** Begin Records **

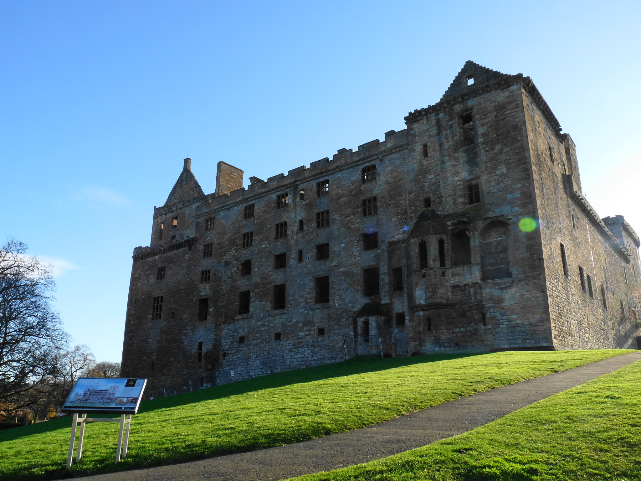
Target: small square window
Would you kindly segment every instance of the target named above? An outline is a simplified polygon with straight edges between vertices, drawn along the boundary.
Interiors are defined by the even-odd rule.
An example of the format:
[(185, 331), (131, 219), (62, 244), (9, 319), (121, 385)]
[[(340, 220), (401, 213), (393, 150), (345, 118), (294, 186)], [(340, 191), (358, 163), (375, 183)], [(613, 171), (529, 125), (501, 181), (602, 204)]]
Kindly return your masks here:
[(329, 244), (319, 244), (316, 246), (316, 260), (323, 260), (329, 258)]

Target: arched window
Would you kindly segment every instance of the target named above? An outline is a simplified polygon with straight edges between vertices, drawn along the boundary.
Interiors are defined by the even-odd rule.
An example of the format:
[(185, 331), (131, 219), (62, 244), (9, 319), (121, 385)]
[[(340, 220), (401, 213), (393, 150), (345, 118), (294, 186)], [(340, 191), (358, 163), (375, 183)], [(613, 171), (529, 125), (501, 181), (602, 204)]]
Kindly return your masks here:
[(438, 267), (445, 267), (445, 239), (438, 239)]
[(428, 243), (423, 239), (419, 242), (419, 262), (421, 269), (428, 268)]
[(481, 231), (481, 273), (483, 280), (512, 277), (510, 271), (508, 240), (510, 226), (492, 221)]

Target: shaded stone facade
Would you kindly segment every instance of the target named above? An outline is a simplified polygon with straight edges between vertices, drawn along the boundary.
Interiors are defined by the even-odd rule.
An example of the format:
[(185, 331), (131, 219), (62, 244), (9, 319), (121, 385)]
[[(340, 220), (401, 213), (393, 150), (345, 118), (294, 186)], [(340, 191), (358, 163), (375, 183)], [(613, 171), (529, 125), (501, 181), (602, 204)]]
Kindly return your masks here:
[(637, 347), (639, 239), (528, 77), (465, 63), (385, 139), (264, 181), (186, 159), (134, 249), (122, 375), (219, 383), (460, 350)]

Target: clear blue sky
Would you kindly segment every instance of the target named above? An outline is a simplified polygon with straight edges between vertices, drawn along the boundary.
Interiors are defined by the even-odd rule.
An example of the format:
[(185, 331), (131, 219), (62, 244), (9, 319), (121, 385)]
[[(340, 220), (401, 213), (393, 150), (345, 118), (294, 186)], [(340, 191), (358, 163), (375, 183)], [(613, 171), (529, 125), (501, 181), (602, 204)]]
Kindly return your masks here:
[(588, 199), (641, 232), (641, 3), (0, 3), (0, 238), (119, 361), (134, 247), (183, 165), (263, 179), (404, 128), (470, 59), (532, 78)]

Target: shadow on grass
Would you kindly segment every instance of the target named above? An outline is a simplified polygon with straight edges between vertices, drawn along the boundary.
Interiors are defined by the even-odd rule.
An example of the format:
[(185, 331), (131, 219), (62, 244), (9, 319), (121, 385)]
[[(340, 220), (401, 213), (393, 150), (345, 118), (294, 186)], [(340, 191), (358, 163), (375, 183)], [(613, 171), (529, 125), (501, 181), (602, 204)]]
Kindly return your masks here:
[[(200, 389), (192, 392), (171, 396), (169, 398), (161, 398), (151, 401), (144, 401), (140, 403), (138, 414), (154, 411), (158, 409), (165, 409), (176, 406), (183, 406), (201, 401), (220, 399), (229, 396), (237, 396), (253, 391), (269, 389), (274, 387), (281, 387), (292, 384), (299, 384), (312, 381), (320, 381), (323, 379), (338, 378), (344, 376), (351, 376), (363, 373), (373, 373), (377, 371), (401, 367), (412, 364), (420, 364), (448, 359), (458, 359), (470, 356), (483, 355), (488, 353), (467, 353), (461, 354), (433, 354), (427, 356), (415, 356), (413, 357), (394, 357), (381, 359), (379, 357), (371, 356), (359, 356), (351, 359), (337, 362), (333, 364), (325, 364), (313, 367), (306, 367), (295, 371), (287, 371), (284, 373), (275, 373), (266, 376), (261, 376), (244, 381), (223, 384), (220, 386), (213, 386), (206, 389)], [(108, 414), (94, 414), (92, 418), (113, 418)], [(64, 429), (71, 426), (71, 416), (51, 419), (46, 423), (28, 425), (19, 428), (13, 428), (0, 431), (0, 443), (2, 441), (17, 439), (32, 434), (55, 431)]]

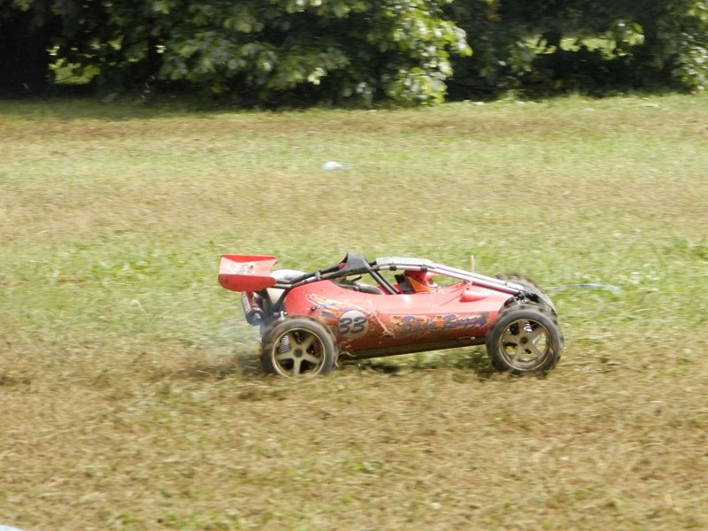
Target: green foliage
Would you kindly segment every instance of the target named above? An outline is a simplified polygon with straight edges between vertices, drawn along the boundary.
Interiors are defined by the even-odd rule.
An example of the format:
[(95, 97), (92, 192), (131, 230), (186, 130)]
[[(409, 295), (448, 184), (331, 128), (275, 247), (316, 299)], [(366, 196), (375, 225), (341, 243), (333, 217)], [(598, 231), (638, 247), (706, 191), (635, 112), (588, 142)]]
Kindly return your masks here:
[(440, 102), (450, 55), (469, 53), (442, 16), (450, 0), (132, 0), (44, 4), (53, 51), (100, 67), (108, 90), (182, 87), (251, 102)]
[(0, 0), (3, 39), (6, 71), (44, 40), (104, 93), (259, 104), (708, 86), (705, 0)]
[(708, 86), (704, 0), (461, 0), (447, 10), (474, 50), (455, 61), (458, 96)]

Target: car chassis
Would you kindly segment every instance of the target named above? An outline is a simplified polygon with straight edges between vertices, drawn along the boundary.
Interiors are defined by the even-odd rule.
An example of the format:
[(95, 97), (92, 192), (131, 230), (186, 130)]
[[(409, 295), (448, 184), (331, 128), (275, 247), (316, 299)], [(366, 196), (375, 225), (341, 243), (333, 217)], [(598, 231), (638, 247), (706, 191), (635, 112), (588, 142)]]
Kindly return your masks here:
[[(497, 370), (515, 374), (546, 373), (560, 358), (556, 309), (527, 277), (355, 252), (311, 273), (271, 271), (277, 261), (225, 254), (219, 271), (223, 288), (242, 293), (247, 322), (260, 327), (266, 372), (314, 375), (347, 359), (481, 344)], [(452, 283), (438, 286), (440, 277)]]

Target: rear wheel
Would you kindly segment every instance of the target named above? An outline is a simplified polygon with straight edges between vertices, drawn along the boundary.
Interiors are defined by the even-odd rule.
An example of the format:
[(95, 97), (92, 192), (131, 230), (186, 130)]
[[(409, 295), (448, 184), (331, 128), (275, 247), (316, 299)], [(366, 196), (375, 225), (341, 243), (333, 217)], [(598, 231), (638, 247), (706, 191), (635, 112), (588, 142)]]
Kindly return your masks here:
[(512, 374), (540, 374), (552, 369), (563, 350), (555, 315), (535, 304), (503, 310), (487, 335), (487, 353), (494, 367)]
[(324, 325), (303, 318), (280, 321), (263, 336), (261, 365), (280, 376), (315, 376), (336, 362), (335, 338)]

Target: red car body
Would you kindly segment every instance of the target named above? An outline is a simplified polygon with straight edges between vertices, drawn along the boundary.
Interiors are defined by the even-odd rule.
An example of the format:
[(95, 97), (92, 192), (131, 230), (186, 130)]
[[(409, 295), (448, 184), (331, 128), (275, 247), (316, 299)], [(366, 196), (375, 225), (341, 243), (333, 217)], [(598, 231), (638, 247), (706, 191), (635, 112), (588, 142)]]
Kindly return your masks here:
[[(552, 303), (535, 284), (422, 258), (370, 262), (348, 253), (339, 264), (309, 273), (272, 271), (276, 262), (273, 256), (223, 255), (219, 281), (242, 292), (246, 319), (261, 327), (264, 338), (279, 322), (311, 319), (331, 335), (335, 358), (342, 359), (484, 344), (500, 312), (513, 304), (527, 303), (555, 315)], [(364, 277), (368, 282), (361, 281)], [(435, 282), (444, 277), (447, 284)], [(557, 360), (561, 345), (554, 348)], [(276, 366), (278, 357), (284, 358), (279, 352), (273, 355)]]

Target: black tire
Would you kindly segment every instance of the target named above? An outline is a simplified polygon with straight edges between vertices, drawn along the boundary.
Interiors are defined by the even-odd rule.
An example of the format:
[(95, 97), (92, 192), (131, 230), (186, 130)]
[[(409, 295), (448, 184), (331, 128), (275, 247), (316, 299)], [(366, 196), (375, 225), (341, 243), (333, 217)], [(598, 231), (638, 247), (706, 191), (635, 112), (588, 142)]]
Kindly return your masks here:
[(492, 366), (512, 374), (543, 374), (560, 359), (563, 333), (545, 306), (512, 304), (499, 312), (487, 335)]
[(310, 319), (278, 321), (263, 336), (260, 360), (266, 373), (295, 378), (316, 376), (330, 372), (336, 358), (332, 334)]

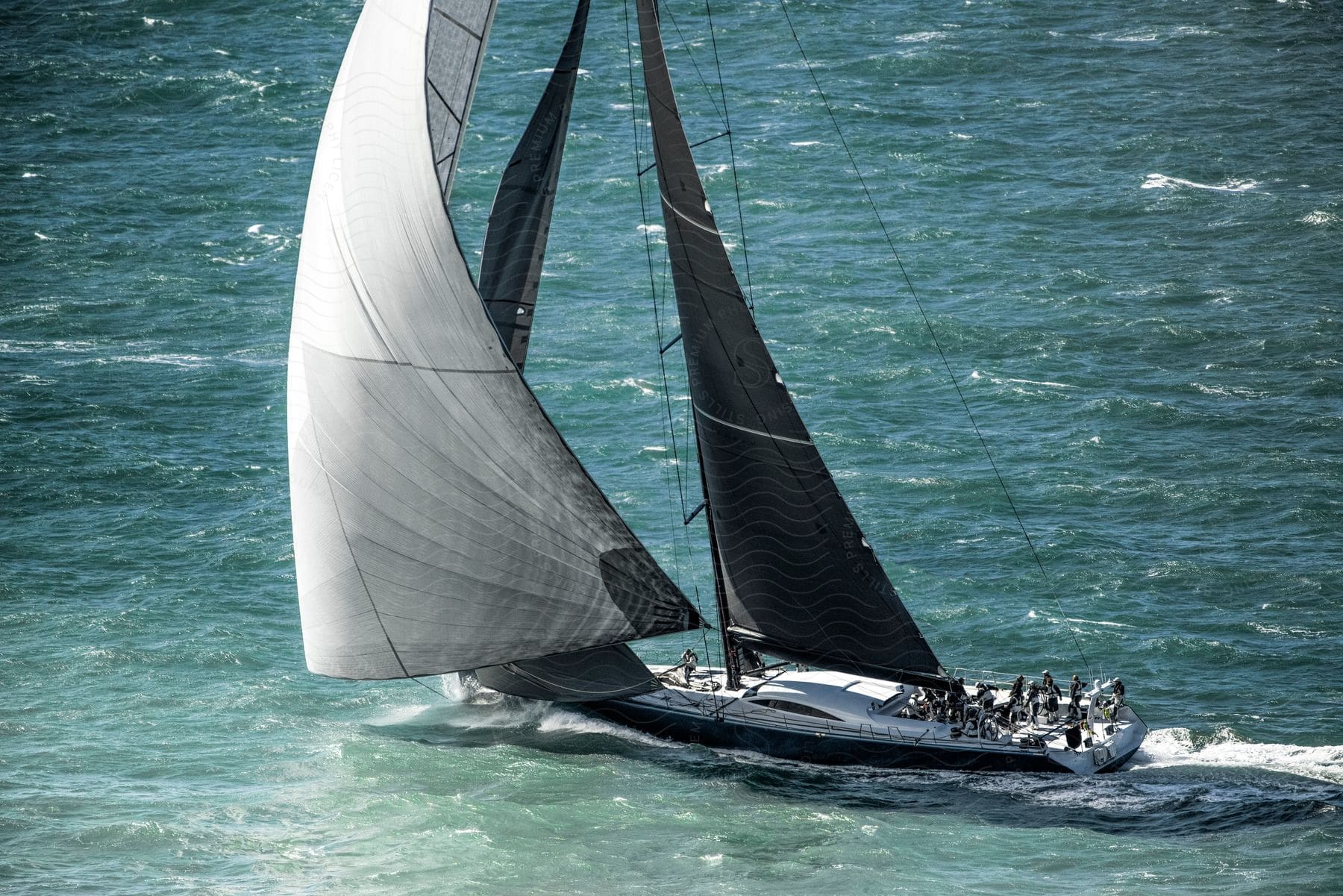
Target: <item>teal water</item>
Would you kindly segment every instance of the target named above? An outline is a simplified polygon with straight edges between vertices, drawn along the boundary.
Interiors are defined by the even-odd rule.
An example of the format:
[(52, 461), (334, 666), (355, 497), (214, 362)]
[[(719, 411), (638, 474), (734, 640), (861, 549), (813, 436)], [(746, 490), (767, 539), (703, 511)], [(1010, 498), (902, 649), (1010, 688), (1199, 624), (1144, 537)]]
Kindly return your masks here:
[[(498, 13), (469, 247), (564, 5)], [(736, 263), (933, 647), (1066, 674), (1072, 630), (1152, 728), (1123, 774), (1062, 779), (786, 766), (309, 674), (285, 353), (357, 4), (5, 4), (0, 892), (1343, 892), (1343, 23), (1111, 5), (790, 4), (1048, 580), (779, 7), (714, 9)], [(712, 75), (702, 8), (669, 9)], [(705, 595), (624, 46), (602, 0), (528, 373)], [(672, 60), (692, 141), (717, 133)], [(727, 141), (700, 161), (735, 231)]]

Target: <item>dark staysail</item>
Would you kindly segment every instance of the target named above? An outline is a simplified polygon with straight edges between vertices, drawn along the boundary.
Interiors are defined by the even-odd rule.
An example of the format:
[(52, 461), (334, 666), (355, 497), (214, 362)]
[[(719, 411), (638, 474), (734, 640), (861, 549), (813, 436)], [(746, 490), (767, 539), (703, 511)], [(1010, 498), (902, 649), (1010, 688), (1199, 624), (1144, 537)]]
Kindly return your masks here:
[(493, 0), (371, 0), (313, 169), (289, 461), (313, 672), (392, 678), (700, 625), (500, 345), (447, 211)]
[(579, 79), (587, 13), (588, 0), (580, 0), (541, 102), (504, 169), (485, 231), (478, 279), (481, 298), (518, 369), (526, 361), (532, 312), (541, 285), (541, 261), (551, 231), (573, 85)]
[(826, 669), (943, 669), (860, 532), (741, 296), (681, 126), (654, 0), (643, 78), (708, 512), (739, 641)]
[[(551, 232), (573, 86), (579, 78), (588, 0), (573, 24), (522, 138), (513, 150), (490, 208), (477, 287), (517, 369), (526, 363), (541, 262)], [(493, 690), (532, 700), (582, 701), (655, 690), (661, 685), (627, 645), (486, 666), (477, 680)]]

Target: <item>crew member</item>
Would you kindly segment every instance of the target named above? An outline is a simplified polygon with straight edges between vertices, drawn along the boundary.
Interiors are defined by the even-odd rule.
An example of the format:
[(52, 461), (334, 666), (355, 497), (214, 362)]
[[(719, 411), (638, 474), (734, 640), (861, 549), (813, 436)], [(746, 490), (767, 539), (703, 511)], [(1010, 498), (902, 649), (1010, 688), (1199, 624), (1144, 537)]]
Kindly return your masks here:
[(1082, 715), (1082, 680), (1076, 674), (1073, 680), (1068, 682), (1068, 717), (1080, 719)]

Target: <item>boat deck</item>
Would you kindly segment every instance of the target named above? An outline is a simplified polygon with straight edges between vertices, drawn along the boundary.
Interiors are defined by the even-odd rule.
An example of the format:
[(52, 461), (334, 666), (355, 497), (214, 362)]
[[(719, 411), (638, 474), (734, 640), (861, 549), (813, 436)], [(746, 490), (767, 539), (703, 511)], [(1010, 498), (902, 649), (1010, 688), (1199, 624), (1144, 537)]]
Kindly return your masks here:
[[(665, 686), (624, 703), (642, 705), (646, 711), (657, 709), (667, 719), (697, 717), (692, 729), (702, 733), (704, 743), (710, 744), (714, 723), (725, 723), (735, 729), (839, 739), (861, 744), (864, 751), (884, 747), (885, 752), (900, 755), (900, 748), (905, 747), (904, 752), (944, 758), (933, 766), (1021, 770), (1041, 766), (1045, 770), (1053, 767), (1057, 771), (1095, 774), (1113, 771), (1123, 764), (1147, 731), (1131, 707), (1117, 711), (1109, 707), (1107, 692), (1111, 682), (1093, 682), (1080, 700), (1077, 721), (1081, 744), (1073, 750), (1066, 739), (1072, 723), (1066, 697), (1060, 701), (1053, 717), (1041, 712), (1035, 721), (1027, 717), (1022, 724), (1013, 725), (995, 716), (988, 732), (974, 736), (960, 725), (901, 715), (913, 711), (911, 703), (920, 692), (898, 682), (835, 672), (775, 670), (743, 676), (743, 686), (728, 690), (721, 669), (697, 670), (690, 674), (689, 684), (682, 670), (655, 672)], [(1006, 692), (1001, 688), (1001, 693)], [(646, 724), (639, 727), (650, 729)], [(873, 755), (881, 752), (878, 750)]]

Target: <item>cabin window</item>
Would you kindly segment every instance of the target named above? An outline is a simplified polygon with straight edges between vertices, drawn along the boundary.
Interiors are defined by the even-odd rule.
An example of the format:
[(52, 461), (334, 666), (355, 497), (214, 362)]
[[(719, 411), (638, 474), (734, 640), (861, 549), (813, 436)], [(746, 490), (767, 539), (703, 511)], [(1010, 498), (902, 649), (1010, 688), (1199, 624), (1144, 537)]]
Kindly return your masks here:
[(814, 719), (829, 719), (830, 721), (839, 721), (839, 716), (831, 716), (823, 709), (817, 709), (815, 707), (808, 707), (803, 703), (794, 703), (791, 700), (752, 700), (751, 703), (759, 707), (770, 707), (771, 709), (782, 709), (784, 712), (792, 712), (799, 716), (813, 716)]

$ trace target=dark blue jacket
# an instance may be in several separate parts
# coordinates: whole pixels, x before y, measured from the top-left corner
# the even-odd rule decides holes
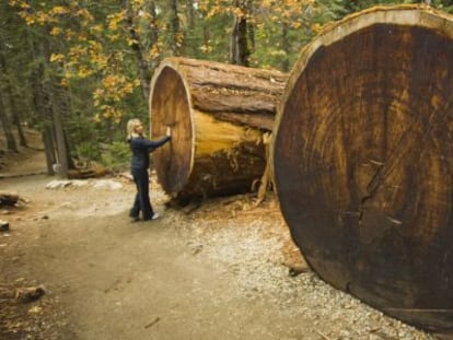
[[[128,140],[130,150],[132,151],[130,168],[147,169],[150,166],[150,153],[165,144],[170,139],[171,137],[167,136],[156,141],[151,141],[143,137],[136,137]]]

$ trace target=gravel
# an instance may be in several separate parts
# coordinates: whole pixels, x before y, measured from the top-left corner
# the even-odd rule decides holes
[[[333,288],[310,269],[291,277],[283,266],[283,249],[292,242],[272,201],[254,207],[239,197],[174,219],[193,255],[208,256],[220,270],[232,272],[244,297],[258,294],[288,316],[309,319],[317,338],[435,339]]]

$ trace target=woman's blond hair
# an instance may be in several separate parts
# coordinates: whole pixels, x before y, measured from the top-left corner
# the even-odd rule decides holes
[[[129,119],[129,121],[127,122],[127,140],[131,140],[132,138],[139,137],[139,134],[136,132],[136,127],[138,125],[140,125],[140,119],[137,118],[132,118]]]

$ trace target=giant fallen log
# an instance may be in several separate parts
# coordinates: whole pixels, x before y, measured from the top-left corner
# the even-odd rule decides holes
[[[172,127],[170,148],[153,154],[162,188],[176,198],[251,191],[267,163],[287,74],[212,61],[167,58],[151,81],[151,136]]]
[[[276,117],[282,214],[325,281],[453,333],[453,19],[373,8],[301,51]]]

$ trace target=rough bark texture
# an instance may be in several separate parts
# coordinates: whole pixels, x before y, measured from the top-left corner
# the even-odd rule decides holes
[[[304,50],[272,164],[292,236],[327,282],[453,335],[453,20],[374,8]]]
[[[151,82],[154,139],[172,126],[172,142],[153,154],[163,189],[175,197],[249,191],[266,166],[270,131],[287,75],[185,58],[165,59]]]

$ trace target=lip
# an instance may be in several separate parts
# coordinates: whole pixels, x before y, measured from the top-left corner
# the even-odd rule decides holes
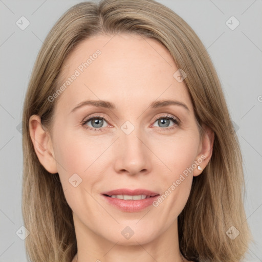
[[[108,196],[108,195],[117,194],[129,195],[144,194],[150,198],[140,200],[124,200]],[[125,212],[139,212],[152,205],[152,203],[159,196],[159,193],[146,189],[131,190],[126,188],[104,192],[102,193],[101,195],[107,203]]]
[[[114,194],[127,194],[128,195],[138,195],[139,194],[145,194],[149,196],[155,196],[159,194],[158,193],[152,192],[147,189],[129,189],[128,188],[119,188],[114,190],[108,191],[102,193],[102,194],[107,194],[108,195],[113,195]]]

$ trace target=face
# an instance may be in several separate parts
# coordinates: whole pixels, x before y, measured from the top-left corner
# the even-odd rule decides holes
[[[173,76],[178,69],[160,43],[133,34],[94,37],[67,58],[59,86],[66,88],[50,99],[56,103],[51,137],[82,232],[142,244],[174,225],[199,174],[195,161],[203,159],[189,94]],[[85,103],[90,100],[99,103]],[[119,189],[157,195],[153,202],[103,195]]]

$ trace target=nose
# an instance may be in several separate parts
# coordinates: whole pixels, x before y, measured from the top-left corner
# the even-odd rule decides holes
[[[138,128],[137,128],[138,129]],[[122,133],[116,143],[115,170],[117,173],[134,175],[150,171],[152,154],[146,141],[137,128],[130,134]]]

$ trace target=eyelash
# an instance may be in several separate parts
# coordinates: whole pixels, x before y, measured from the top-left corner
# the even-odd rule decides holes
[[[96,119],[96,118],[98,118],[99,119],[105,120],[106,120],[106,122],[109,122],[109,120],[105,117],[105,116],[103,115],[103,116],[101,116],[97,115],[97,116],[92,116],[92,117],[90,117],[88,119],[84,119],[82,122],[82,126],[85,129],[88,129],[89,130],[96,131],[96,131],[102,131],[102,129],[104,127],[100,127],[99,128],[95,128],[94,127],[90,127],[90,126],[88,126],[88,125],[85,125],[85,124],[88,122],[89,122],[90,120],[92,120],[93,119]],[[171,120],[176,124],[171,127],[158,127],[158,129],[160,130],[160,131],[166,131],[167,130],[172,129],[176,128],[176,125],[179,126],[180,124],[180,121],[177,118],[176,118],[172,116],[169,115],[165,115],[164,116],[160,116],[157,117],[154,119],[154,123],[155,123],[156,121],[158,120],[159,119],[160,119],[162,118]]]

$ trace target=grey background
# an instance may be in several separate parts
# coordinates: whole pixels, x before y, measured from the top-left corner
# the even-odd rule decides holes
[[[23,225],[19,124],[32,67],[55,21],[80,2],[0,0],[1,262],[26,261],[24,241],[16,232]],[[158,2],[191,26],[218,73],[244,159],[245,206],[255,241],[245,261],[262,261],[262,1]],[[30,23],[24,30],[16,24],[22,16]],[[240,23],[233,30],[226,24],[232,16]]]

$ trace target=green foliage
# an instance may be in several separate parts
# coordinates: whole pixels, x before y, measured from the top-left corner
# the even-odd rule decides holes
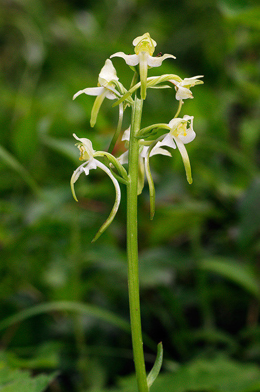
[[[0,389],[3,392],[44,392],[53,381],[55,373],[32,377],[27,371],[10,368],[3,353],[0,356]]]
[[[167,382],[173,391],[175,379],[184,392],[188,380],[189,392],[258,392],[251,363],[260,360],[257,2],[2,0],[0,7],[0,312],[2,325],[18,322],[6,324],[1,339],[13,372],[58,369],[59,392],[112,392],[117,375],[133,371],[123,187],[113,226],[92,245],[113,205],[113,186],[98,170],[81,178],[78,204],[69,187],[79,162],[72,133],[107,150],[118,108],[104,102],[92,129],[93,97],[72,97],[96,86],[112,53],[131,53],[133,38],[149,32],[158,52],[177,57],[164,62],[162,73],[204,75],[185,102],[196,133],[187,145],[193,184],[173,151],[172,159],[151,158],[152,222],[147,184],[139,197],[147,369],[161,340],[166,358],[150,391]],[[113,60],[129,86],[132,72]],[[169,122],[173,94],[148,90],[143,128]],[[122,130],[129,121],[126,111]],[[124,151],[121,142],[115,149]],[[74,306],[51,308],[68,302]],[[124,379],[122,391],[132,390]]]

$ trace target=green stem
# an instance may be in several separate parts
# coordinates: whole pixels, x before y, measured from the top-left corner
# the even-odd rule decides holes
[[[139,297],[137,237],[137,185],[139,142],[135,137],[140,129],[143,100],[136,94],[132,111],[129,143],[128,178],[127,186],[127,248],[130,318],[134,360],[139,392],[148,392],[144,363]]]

** End Records **

Exercise brief –
Update the listing from its first line through the line containing "260), (329, 258)]", replacing "small square window" with "small round window" and keeping everything else unchanged. Leave the picture out of the answer.

Solution –
Target: small round window
Would you kindly segment every instance of the target named above? An outline is a simplified polygon with straight edges between vertices, drawn along the boundary.
Interiors are defined by the even-odd rule.
An example of the format:
[(185, 331), (131, 219), (62, 244), (9, 319), (121, 385)]
[[(340, 220), (401, 213), (393, 150), (345, 118), (294, 186)], [(340, 191), (358, 163), (375, 183)], [(613, 171), (529, 125), (501, 181), (602, 204)]]
Kindly return your masks here:
[(329, 244), (319, 244), (316, 246), (316, 260), (323, 260), (329, 258)]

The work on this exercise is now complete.